B*Witched and Dancing with The Stars’ Sinead O’Carroll has joined forces with Zoe Woodward, and her two girls Emily (14) and Lana (12) who both have Cystic Fibrosis, as they launched Cystic Fibrosis Ireland’s annual One in 1,000 campaign – encouraging 1,000 women to take part in the Vhi Women’s Mini Marathon on May 31 for the charity.
Sinead O’Carroll swaps her dancing shoes for running shoes to raise awareness for CF: “My connection to CF goes way back to many years ago, when I had a close friend with the disease who told me that she would listen to B*Witched to cheer her up when times were tough and her health wasn’t great. I also taught Lana at my dance school in Greystones. That’s why I was eager to join the campaign and help out as much as I can!
"We know that exercise is vital for our mental health and well-being and for people with Cystic Fibrosis it is crucial in maintaining maximum physical health. By taking part in the One in 1,000 campaign for Cystic Fibrosis Ireland, women will be showing solidarity with people with Cystic Fibrosis and supporting them in having the best possible quality of life. Of course women of all fitness levels and none can take part with us in the Women’s Mini Marathon.”
The Vhi Women’s Mini Marathon is the largest all-women event of its kind in the world and represents one of Cystic Fibrosis Ireland’s largest annual fundraising campaigns. Almost all funding for Cystic Fibrosis Ireland’s services comes from public donations. The One in 1,000 campaign has a fundraising target of €100,000 for vital services to help improve quality of life for people with cystic fibrosis in Ireland. This year, Cystic Fibrosis Ireland is celebrating 10 years of the One in 1,000 campaign.
Zoe Woodward is a parent of two girls with cystic fibrosis and is one of the original founders of the One in 1,000 campaign: “CF was a devastating diagnosis for us, there was no history of it in either family and we were totally unprepared as we knew little about the disease. As many other families with CF will understand our lives were literally turned up-side-down. As first time parents we had tried to prepare ourselves as best as possible to care for a new born baby, we had never given any thought to the possibility that our tiny baby would come with a life threatening disease. Lana was born two years later and was diagnosed immediately.”
“During their early years we had a number of stressful hospital admissions. Few cross-infection controls were in place and we would be placed on a general respiratory ward. In 2009, while pregnant with my third child, my mum, sister, two cousins and myself got together and decided we wanted to do something big to help children with CF.

(Excerpted data):
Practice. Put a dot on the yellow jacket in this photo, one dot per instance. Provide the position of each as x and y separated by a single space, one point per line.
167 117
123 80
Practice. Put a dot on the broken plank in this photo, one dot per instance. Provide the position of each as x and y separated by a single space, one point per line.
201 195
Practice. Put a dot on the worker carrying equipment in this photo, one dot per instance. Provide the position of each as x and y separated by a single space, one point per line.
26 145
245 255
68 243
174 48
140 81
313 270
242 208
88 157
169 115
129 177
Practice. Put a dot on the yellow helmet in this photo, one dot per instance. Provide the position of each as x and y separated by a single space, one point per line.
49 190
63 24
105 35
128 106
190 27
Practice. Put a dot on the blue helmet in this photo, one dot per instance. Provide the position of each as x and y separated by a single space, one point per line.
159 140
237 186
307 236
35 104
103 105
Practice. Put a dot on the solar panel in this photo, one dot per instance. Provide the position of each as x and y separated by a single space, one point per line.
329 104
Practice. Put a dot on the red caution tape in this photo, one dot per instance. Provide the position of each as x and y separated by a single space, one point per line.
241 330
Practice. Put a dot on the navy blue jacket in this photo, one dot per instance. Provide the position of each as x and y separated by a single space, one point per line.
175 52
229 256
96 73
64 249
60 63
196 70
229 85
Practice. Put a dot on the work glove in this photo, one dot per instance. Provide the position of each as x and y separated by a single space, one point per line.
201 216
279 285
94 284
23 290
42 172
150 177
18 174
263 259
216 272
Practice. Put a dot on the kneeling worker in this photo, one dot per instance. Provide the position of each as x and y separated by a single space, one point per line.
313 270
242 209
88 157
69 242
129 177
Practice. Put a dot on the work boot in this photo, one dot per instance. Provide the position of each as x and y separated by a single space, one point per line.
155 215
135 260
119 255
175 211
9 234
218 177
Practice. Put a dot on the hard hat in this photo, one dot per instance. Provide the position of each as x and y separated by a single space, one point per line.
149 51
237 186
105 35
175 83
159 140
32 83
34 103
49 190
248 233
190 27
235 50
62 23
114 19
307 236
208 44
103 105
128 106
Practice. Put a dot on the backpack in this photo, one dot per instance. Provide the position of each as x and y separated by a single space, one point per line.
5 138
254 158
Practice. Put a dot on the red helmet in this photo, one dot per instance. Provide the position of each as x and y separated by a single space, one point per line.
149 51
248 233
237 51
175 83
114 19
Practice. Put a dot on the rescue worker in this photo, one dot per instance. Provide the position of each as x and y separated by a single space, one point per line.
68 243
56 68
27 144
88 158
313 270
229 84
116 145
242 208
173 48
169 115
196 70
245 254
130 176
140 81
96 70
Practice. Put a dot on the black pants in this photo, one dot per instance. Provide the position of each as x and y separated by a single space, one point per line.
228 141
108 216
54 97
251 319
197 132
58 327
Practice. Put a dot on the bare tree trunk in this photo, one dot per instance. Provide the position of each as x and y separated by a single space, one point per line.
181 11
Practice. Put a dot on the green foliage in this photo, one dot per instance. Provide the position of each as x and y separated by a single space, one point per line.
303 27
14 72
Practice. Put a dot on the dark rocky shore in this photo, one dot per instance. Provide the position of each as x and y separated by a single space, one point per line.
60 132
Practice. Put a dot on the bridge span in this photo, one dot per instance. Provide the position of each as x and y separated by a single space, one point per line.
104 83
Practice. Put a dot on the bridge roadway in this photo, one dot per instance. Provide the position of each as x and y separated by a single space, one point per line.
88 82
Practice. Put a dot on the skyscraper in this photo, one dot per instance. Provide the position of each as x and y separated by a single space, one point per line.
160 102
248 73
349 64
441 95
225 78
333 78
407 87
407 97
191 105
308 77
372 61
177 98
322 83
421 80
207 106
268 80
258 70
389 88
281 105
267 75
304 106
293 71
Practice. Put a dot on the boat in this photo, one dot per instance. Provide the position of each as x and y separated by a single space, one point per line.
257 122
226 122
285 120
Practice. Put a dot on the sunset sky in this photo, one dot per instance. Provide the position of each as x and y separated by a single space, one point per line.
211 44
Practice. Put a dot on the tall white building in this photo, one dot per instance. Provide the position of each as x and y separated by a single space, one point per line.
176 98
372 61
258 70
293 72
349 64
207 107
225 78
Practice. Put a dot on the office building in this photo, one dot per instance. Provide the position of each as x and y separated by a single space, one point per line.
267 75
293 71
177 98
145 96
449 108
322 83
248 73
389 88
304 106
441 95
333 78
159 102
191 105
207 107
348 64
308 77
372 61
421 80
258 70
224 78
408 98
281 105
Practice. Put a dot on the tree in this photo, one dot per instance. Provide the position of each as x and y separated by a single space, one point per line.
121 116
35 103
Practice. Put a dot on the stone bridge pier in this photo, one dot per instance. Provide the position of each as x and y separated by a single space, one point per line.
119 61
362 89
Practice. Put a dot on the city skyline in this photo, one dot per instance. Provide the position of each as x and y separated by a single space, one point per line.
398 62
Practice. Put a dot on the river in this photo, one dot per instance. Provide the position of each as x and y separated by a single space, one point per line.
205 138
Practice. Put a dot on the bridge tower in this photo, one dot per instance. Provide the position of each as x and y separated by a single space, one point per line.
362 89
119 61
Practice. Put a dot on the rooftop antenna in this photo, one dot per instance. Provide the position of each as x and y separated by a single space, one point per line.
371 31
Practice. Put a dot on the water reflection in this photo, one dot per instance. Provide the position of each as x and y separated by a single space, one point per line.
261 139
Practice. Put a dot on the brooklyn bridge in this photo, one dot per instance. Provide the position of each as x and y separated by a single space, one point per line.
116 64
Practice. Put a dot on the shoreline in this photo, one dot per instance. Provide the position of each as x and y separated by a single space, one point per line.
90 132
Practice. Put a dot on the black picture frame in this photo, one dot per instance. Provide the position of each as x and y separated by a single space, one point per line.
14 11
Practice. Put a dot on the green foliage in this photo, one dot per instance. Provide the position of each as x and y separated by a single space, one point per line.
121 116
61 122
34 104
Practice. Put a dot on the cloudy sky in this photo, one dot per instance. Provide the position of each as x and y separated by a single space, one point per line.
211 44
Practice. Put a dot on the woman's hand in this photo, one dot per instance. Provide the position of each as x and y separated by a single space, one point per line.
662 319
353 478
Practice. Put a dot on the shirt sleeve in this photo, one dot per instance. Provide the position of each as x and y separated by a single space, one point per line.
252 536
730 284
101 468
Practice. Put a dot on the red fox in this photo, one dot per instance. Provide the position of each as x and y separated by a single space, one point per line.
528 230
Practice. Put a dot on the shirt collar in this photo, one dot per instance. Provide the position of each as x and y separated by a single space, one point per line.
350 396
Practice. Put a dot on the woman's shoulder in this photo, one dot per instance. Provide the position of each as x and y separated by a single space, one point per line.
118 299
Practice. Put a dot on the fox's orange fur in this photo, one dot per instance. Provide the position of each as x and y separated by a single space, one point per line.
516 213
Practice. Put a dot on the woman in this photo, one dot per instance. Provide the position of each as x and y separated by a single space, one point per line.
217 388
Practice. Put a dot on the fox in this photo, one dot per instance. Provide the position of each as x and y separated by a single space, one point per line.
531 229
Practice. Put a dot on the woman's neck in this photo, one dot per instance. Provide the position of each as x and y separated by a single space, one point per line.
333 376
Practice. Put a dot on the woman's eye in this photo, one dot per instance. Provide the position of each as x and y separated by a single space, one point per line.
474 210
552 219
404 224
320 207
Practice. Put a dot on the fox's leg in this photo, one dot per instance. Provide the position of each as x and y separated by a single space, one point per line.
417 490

(Prompt 1):
In the One in 1,000 campaign article, give the part that opens with the words containing "B*Witched and Dancing" and closes with "much as I can!", replacing "running shoes" with "walking shoes".
(Prompt 2):
Answer these questions from the One in 1,000 campaign article:
(a) On what date is the Vhi Women's Mini Marathon held?
(b) What is the fundraising target of the One in 1,000 campaign?
(c) In what year did Zoe Woodward and her relatives decide to do something big to help children with CF?
(Prompt 3):
According to the One in 1,000 campaign article, why was Sinead O'Carroll eager to join the campaign? Answer in one to three sentences.

(Written solution 1):
B*Witched and Dancing with The Stars’ Sinead O’Carroll has joined forces with Zoe Woodward, and her two girls Emily (14) and Lana (12) who both have Cystic Fibrosis, as they launched Cystic Fibrosis Ireland’s annual One in 1,000 campaign – encouraging 1,000 women to take part in the Vhi Women’s Mini Marathon on May 31 for the charity.
Sinead O’Carroll swaps her dancing shoes for walking shoes to raise awareness for CF: “My connection to CF goes way back to many years ago, when I had a close friend with the disease who told me that she would listen to B*Witched to cheer her up when times were tough and her health wasn’t great. I also taught Lana at my dance school in Greystones. That’s why I was eager to join the campaign and help out as much as I can!

(Written solution 2):
(a) May 31
(b) €100,000
(c) 2009

(Written solution 3):
Years ago she had a close friend with CF who listened to B*Witched to cheer herself up when times were tough and her health wasn't great. She also taught Lana at her dance school in Greystones.